■ **Exercises to complete**:
a: In the Terraform excerpt, what happens if you do not declare a module output?
b: List every line of code in the Terraform excerpt that assigns a value with an equals sign.
c: Rewrite the paragraph of the Terraform excerpt beginning "Sometimes you might need to recreate" as a bulleted list that keeps its main facts.

■ **Quoted passage**:
--------------------

2. Declare module outputs
Sometimes you might need to use the values that are available in the already created resources. A Terraform module completely encapsulates those resources, and here’s how they can be accessed.
First, declare in your Terraform module that the selected value should be available as an output:
output "random_string" {
value = aws_example_resource.example_device.random_string
description = "A random string from an example resource on AWS."
}
Then, call this value like this:
resource "example_resource" "example" {
[...]
random_string = module.example.random_string
}
The module outputs are not passed on from the resources by default—so if you don’t declare an output, it won’t exist.
3. Taint Terraform modules
Sometimes you might need to recreate some or even all component parts of the Terraform module. As there is no way of flagging an entire module that needs to be recreated, you will need to manually taint every resource that was created by the module. While it may seem like a downside, it is actually a feature that offers additional protection against human error. What’s more, you will rarely need to taint an entire Terraform module.

--------------------

■ **Recorded data**:
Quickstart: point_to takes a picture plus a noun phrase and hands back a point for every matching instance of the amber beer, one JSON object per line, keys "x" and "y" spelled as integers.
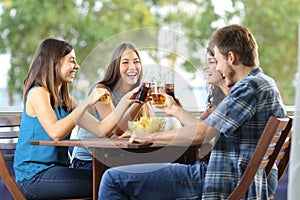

--------------------

■ **Per-task answers**:
a: The output will not exist, because module outputs are not passed on from the resources by default.

b:
value = aws_example_resource.example_device.random_string
description = "A random string from an example resource on AWS."
random_string = module.example.random_string

c:
- You may sometimes need to recreate some or all component parts of a Terraform module.
- An entire module cannot be flagged for recreation, so each resource the module created must be tainted manually.
- This may seem like a downside, but it is a feature that gives added protection against human error.
- Tainting an entire Terraform module is rarely necessary.